──────── Data for the task ────────

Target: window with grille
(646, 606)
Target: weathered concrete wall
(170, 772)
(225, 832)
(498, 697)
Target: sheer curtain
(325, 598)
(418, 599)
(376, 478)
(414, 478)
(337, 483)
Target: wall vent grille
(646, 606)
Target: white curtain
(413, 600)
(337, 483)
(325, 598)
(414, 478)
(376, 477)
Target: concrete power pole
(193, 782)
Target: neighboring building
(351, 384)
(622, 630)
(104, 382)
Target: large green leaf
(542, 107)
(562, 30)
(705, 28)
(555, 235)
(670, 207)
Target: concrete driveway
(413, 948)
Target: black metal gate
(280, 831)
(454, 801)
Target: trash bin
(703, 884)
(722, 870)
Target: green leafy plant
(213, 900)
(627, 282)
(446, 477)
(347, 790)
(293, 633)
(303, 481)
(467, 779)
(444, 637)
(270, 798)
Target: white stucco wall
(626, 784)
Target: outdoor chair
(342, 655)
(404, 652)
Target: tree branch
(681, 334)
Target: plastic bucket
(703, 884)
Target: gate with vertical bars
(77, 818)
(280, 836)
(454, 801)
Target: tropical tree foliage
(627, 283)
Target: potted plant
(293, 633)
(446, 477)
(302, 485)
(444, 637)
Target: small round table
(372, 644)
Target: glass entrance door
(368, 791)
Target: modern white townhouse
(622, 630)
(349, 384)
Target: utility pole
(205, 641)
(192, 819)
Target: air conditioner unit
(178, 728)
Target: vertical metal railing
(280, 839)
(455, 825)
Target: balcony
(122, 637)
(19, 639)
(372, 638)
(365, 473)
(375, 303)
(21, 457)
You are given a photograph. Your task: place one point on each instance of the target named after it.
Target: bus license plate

────────
──────── Data for the task ────────

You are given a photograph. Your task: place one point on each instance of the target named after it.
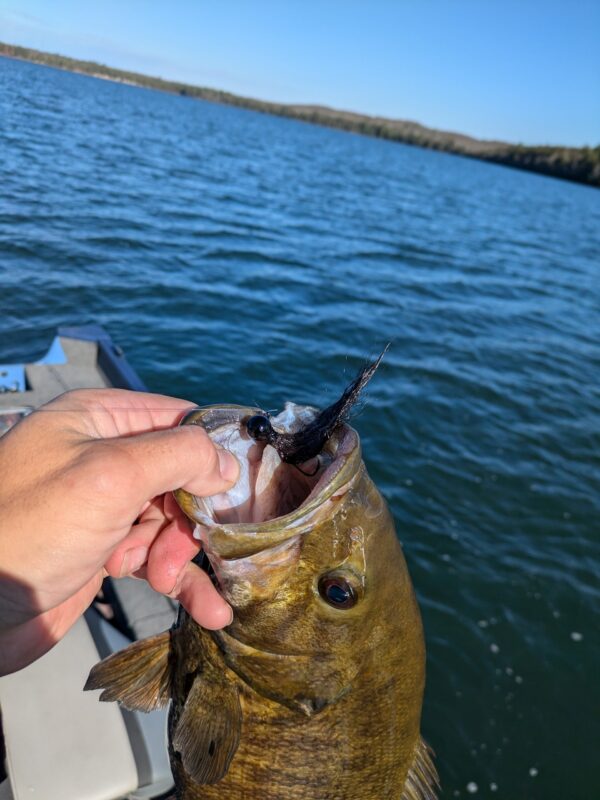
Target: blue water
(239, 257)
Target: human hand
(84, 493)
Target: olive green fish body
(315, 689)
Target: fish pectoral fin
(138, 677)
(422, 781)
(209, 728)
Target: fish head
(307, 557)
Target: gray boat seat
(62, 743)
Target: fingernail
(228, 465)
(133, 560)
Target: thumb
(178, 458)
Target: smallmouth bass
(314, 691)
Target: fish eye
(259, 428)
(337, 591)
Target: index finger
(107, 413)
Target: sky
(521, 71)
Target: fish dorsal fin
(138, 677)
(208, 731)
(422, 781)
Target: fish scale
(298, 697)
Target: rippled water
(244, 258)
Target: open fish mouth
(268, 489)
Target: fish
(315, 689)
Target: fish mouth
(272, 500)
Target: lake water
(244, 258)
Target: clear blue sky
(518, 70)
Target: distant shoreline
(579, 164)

────────

Assignment
Nothing but the lines above from the one containing "Target: gate with vertical bars" through the one containing "Target: bus license plate" should appear in the answer, each repeated exactly.

Exercise response
Target: gate with vertical bars
(77, 818)
(280, 836)
(454, 801)
Target: tropical tree foliage
(627, 283)
Target: potted plant
(293, 633)
(446, 477)
(302, 485)
(444, 637)
Target: small round table
(372, 644)
Target: glass entrance door
(368, 791)
Target: modern white townhouse
(622, 630)
(349, 384)
Target: utility pole
(205, 641)
(192, 819)
Target: air conditioner unit
(178, 728)
Target: vertical metal railing
(280, 839)
(455, 825)
Target: balcony
(122, 637)
(19, 639)
(372, 638)
(365, 473)
(375, 303)
(21, 457)
You are given a photograph. Your task: place one point on each instance of the target named after it.
Target: bus license plate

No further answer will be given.